:: Artikel ::
Die Gegner der Zeltstadt wollen bildlich zeigen, dass das Flurstück für 100 Flüchtlinge nicht ausreicht. Foto: SDMG

Die Initiative „Pro Asyl – contra menschenunwürdige Unterbringung“ hat die Wiese für die geplante Zeltstadt bevölkert.

Oberstenfeld - Wer gestern Nachmittag zufällig vorbeikam, hätte die Versammlung für eine Art Massenpicknick halten können. Ausgebreitete Tücher, friedlich lagernde Menschen – dazu kam noch die Sonne hervor. Doch den Teilnehmern an der Aktion auf dem Grundstück im Oberstenfelder Gewerbegebiet Lichtenberger Straße war nicht nach entspanntem Mahl zu Mute. Sie zeigten Flagge, weil sie nicht wollen, dass das Landratsamt Ludwigsburg auf dem Grundstück eine Zeltstadt für etwa 100  Flüchtlinge errichtet (wir berichteten) .

:: Datenzeilen ::
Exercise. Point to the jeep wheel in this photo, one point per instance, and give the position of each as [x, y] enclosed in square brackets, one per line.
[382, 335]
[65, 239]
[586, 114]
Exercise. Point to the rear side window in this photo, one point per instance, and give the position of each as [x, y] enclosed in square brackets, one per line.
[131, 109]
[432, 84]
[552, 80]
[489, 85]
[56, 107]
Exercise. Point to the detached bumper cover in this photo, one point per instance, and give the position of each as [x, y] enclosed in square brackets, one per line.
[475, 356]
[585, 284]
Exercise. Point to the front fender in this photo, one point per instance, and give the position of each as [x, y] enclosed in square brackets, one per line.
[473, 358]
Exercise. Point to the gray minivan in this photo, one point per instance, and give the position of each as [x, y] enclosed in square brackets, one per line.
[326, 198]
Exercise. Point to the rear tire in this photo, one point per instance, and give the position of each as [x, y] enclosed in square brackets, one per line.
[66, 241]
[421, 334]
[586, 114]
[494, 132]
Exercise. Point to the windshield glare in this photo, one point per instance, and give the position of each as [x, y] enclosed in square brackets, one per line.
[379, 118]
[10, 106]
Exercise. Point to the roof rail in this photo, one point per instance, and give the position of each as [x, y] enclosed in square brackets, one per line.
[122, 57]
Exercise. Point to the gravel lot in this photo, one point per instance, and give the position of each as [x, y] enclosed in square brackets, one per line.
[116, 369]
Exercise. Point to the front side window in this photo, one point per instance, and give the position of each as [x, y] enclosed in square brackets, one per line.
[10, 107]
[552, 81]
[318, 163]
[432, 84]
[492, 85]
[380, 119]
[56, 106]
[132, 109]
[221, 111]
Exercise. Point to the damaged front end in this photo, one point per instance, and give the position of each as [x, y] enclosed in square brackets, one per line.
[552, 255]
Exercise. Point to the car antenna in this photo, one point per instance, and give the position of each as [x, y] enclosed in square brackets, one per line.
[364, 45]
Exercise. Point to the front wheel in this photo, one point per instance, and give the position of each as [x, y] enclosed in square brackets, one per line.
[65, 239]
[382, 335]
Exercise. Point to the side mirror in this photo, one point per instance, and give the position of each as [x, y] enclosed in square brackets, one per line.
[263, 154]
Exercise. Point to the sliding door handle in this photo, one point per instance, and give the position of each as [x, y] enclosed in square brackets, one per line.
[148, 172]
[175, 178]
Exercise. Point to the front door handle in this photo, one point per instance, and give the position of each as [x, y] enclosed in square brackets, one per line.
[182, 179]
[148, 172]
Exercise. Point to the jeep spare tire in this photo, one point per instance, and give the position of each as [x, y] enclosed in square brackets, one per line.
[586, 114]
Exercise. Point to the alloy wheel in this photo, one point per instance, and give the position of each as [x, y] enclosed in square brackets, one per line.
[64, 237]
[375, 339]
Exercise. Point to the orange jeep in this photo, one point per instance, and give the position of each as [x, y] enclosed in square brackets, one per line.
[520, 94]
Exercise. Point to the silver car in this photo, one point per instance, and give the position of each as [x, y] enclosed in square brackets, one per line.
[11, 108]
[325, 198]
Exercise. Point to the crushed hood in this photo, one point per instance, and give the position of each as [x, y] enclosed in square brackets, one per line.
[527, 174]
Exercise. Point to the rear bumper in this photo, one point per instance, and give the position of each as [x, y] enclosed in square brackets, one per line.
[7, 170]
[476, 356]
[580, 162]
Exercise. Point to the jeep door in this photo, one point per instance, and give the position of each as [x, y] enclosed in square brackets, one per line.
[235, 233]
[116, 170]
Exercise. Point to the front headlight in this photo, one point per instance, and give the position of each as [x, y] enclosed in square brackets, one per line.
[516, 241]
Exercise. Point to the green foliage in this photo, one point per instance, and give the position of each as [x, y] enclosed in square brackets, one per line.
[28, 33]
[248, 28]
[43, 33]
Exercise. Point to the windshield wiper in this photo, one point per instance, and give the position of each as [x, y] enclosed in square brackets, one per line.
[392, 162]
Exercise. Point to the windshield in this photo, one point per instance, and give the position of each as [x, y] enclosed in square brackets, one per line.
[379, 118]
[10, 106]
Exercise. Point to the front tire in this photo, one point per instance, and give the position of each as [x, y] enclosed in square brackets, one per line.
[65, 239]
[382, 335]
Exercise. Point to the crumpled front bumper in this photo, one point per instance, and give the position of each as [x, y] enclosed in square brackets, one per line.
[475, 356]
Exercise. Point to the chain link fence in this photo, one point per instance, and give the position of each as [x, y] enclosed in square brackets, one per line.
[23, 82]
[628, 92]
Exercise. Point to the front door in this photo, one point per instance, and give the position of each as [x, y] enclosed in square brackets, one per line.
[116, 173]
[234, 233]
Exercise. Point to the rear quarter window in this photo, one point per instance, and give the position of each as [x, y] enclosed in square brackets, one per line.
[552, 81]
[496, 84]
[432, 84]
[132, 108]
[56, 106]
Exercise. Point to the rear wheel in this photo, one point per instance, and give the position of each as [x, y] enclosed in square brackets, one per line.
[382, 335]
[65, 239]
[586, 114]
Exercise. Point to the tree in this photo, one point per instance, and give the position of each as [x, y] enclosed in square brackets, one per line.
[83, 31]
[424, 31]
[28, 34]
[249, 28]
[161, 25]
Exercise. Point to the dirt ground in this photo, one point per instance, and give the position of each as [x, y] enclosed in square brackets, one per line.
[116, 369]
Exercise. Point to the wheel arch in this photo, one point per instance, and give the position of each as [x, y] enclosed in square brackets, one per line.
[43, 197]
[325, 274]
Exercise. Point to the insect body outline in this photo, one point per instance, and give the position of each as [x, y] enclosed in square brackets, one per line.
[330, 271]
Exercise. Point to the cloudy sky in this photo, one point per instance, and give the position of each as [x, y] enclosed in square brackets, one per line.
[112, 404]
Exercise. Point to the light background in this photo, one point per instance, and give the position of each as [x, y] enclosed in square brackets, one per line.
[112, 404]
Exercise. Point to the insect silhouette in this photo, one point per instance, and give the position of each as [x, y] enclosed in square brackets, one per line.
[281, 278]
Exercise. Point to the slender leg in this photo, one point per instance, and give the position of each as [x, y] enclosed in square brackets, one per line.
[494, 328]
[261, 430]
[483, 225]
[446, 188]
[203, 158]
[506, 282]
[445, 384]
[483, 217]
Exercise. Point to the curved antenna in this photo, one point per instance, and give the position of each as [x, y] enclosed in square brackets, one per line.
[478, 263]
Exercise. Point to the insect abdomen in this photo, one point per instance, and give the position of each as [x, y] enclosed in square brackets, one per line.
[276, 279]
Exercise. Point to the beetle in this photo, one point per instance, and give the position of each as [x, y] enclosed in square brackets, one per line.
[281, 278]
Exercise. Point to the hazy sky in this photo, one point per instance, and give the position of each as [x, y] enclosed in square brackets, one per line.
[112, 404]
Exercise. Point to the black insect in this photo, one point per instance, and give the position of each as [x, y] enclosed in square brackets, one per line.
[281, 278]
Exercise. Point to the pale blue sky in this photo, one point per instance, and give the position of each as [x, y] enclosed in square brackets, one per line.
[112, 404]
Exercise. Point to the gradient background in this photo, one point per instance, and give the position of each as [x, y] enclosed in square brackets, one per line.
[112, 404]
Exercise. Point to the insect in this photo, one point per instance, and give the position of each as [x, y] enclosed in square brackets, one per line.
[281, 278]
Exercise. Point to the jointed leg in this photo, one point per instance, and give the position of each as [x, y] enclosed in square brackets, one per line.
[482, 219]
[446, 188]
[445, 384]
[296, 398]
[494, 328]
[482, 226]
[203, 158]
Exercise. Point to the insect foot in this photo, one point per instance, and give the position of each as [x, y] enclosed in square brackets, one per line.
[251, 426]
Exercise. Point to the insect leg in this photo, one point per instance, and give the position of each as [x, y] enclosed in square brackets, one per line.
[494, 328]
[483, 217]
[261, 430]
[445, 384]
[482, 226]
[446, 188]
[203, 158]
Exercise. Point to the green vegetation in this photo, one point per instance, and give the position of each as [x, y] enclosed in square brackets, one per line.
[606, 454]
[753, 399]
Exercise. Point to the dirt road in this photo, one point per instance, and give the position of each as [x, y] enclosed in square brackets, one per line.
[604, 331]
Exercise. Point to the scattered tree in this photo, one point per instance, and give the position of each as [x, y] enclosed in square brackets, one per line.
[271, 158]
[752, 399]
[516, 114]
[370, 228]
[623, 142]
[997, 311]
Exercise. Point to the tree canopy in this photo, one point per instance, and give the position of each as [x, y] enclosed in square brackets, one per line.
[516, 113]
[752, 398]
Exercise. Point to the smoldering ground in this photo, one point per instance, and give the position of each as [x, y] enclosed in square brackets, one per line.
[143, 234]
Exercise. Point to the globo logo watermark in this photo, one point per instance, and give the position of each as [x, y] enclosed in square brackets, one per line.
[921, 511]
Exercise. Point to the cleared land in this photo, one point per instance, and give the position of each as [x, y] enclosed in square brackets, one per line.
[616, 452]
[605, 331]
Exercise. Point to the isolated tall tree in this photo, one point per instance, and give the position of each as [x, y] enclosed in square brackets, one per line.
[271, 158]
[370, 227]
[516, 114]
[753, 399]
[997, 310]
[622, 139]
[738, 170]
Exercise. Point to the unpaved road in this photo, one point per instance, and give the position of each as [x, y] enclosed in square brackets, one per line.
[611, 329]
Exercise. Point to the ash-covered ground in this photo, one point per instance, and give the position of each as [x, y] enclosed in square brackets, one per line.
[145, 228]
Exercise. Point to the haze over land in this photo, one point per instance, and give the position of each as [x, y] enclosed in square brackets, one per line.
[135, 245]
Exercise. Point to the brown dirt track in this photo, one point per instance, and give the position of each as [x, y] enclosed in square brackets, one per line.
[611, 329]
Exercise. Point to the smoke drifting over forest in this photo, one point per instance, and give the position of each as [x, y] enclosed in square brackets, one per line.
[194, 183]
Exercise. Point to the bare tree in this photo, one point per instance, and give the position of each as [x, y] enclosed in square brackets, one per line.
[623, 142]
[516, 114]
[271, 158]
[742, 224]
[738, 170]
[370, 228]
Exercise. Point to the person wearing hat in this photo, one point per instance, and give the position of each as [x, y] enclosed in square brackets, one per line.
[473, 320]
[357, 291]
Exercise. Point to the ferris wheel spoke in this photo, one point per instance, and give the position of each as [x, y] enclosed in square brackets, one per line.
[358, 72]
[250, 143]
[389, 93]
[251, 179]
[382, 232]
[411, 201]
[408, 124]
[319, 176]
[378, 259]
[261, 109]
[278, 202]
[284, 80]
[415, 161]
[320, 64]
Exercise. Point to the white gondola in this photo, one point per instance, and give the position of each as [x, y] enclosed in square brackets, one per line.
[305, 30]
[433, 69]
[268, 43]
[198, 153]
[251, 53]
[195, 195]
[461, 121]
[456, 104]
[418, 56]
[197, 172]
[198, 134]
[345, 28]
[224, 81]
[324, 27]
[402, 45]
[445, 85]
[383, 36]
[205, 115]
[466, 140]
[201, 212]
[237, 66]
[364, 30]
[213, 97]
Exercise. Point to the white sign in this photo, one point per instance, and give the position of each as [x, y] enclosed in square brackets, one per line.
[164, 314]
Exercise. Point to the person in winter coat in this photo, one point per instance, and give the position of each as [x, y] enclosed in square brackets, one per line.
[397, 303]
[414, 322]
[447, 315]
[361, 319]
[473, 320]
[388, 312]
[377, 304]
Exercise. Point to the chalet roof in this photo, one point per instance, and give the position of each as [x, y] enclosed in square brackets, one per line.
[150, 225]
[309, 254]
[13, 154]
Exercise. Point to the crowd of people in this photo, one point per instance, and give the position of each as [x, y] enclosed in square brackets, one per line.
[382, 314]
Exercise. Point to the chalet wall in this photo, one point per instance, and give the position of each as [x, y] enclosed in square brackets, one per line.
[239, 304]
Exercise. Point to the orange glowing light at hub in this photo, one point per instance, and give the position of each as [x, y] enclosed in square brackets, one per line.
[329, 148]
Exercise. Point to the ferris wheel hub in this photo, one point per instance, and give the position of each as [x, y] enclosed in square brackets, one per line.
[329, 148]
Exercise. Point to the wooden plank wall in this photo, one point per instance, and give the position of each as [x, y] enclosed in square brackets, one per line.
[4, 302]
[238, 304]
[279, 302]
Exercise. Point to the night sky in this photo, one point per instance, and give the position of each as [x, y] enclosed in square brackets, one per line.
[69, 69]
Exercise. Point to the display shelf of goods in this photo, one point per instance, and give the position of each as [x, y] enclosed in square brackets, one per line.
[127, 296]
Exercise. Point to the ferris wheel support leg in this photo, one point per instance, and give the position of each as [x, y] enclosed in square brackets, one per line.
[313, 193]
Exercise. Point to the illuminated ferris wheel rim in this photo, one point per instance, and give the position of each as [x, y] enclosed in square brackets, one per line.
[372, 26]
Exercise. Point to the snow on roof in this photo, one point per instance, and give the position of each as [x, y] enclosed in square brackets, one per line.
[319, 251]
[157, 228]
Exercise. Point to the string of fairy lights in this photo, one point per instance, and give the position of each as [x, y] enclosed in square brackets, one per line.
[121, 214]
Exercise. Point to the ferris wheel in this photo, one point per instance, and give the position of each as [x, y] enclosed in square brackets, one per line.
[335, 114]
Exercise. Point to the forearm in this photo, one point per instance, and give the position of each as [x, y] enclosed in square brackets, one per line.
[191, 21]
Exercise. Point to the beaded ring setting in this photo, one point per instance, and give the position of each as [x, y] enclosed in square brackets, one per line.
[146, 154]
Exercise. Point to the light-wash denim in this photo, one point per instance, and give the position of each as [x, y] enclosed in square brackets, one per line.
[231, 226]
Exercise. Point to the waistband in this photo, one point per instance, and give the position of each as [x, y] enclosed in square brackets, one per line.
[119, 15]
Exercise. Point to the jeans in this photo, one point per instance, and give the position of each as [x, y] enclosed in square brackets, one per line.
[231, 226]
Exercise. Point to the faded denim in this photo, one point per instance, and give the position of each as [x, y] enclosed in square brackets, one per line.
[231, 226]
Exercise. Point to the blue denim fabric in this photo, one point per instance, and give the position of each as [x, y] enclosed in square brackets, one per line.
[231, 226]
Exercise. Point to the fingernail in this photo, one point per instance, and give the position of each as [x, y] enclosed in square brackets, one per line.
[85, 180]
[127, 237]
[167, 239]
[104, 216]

:: Aufgaben ::
• a. Welche Behörde will laut dem Artikel über den Protest in Oberstenfeld die Zeltstadt auf dem Grundstück errichten?
• b. Zählen Sie aus dem Artikel über den Protest in Oberstenfeld alle Einzelheiten der Szene auf, derentwegen ein zufälliger Passant die Versammlung für ein Massenpicknick hätte halten können.
• c. Knüpfen Sie an den Artikel über den Protest gegen die geplante Zeltstadt in Oberstenfeld an und führen Sie ihn nach dem letzten Satz fort.

:: Ergebnisse ::
• a. Das Landratsamt Ludwigsburg.

• b.
- Ausgebreitete Tücher
- Friedlich lagernde Menschen
- Die hervorkommende Sonne

• c.
Organisiert hatte die Aktion die Initiative „Pro Asyl – contra menschenunwürdige Unterbringung“, die sich am Dienstagabend aus 55 Teilnehmern einer Versammlung im Bürgerhaus gebildet hatte. „Wir sind nicht gegen etwas, sondern dafür, eine menschenwürdige Unterkunft zu schaffen“, formuliert der Sprecher Manfred Schäfer das Anliegen, als er von der Plattform eines Transporters die Gäste begrüßt. „Die Verhältnisse sollen besser sein, als das, was man hier realisieren kann.“

Hauptsächlich Anwohner und ihnen nahestehende Personen waren gekommen. Als einziger anwesender Gemeinderat verfolgte der stellvertretende Bürgermeister Michael Meder die Aktion. Bald schon ist die Wiese übersät mit einer Anzahl von Menschen, wie sie in etwa in der Zeltstadt leben würden. Aus Sicht der Initiative, die angibt, nicht deckungsgleich die Ziele der gleichnamigen bundesweiten Organisation Pro Asyl zu verfolgen, ein Unding. „Die Menschen müssen sich zwischendurch irgendwo aufhalten – das geht nur auf der Straße, aber das ist die einzige Zufahrtsstraße und hier ist ständig Verkehr“, sagt Andrea Schäfer, eine der sechs Sprecher.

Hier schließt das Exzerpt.